= Directions for this task =
Please copy every line below word for word, leaving out the pictures.

= Records provided =
__________________________________________________
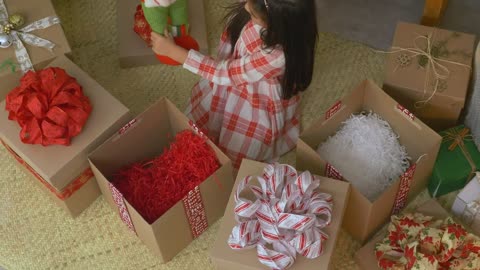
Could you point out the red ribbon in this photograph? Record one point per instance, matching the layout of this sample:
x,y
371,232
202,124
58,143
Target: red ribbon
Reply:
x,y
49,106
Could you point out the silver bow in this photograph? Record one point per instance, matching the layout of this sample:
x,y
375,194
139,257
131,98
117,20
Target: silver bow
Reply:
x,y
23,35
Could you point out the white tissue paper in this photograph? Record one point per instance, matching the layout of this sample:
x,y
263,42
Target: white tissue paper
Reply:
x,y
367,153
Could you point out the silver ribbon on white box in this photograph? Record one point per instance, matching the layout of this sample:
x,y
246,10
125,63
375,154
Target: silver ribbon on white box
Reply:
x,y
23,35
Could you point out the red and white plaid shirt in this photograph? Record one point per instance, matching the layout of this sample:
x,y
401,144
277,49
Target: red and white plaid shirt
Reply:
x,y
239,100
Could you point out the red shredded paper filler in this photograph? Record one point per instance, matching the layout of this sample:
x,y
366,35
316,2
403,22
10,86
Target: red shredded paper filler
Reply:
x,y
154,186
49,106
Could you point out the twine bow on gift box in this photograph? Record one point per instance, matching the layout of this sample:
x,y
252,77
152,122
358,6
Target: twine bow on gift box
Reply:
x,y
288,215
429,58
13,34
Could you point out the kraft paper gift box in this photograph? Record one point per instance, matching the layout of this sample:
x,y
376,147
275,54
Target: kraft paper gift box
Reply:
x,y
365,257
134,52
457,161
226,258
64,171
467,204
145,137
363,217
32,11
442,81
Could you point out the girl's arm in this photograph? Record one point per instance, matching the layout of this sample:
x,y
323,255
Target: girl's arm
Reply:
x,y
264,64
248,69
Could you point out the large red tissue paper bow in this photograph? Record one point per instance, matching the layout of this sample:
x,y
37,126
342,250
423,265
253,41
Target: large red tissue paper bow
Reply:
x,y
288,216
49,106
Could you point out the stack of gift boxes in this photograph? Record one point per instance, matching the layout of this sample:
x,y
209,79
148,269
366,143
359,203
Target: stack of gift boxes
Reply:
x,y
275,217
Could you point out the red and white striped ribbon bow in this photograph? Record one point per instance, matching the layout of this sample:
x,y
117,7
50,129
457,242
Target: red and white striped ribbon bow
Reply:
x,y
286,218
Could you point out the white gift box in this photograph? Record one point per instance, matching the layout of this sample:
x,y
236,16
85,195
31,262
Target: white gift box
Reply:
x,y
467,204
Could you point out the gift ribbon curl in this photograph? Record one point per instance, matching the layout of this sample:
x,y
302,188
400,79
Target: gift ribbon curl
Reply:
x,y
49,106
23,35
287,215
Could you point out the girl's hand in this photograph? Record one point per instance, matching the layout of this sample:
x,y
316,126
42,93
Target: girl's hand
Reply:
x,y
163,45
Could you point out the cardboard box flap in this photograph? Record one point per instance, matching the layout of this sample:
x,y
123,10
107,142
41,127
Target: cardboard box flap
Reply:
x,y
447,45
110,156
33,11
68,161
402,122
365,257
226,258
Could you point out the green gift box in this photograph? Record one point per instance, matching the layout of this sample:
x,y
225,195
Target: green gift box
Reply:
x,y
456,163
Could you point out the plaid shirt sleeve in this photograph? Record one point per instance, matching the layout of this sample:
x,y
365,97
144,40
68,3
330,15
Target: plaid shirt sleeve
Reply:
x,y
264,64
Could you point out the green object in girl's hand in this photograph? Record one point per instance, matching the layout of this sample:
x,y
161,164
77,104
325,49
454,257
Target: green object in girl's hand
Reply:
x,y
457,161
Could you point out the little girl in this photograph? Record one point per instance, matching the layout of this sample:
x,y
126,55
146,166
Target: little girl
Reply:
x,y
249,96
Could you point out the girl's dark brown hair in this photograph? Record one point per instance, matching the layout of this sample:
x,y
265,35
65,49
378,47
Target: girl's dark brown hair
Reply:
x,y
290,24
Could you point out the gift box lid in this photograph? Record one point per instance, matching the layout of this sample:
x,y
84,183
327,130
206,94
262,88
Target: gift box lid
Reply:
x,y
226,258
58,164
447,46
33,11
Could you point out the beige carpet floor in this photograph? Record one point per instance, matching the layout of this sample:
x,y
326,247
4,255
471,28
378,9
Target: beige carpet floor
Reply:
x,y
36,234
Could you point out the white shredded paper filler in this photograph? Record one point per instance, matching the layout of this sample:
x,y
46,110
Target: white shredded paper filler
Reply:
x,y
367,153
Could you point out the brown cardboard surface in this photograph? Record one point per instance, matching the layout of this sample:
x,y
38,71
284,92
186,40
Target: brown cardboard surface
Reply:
__________________________________________________
= Result =
Could you point out the red ribbon in this photograph? Record one point per instance, matching the layout of this sample:
x,y
371,232
202,124
58,143
Target: red ribbon
Reply:
x,y
49,106
Could you point out the silver bow in this photograph? Record one point per instance, matching the layout of this sample:
x,y
375,194
139,257
131,98
117,20
Target: silver bow
Reply:
x,y
23,35
Could you point out the white tissue paper in this photograph? Record one point per instance, matching the layout of this sample:
x,y
263,42
Target: white tissue paper
Reply:
x,y
367,153
Could you point out the silver ribbon on white box in this photograph? Record one point per instance, matching the layout of this sample:
x,y
246,10
125,63
375,154
Target: silver ribbon on white box
Reply:
x,y
23,35
Could you point out the red and white plaid shirt in this photograph? Record one point per instance, matching the layout of this sample:
x,y
401,144
277,49
Target: red and white plaid shirt
Reply:
x,y
239,100
Could you point out the red shredded paper filler in this photograph? Record one point per instance, matching the layout of this sample:
x,y
366,35
316,2
403,22
10,86
Target: red shredded paper filler
Reply:
x,y
154,186
49,106
Could you point out the twine bow on gift box in this photograph? Record one point per instance, matching the layout of this sample:
x,y
252,77
152,122
358,6
Target: twine bow on gift box
Reply:
x,y
288,215
429,58
13,34
Could you point out the kraft paper gift box in this photograph? Record one point per instance, matching the layout of this sample:
x,y
376,147
275,54
Target: kraft paper gift box
Reply:
x,y
365,257
134,52
457,161
226,258
64,171
467,204
145,137
363,217
32,11
442,81
Could you point out the girl's arm in this photograph? Record one point per instance, matching the layout of this sample:
x,y
323,255
Target: girl's arm
Reply:
x,y
264,64
248,69
Could you point out the large red tissue paper bow in this photograph? Record one point per instance, matching the layout of this sample:
x,y
37,126
342,250
423,265
253,41
Target: large red tissue paper bow
Reply:
x,y
288,216
49,106
Could you point out the stack of gift boxes in this photograph? Record one point per instance, matching the layout of this sample:
x,y
209,79
148,269
366,143
359,203
Target: stack of gift boxes
Reply:
x,y
275,217
Could you point out the red and white striped ribbon bow in this photograph? Record one point per instance, matching the layout of this sample:
x,y
117,7
50,129
457,242
Target: red and white striped ribbon bow
Reply:
x,y
286,218
Could you point out the white gift box in this photograph? Record one point per instance, matching the layout of this sample:
x,y
236,16
85,195
31,262
Target: white gift box
Reply:
x,y
467,204
Could you point out the gift ribbon curl in this photograph? Record one point per instance, matching the layout of this sample:
x,y
302,188
400,79
Target: gift ribbon curl
Reply:
x,y
49,106
23,35
287,215
Could you point out the girl's hand in this photograph? Record one point per instance, matching the layout of this sample:
x,y
316,126
42,93
Target: girl's hand
Reply:
x,y
163,45
Could you point out the cardboard box flap in this photograph? Record one point per instance, matching the layout of this sample:
x,y
123,10
107,142
41,127
Target: cardboard box flap
Reply:
x,y
447,45
110,156
33,11
68,161
402,122
365,257
226,258
Could you point out the green gift box in this photograph? Record one point per instance, matching the layout of this sample:
x,y
225,195
Target: green gift box
Reply:
x,y
456,163
Could you point out the plaid shirt sleeve in this photograph? Record one point per instance, matching the layout of this sample:
x,y
365,97
144,40
68,3
330,15
Target: plaid shirt sleeve
Reply:
x,y
264,64
Could you point out the green object in girl's hand in this photograph? Record one point per instance, matching the layout of this sample:
x,y
161,164
77,104
325,49
454,257
Target: green object in girl's hand
Reply:
x,y
457,161
Could you point out the little girl in this photograph? Record one point per instance, matching the layout of this sample:
x,y
126,55
146,166
Target: little girl
Reply:
x,y
249,96
Could you point out the girl's dark brown hair in this photograph? Record one point per instance, matching the layout of this sample:
x,y
265,35
65,49
378,47
Target: girl's dark brown hair
Reply:
x,y
290,24
Could you point out the gift box lid in this photograph? Record one point per instance, matching the layout of this sample:
x,y
84,183
327,130
206,94
262,88
Target: gift box lid
Reply:
x,y
226,258
58,164
447,46
33,11
Could you point out the beige carpet floor in this photograph? Record one point per instance, matching the layout of this sample:
x,y
326,247
4,255
471,28
378,9
Target: beige carpet floor
Reply:
x,y
36,234
Could you point out the white shredded paper filler in this photograph? Record one point per instance, matching the layout of this sample:
x,y
46,110
Target: white shredded paper filler
Reply:
x,y
367,153
Could you point out the brown cardboard surface in this photograph? Record one point per instance, matching the layout of this sample:
x,y
38,71
284,92
186,40
Target: brown cardboard surface
Reply:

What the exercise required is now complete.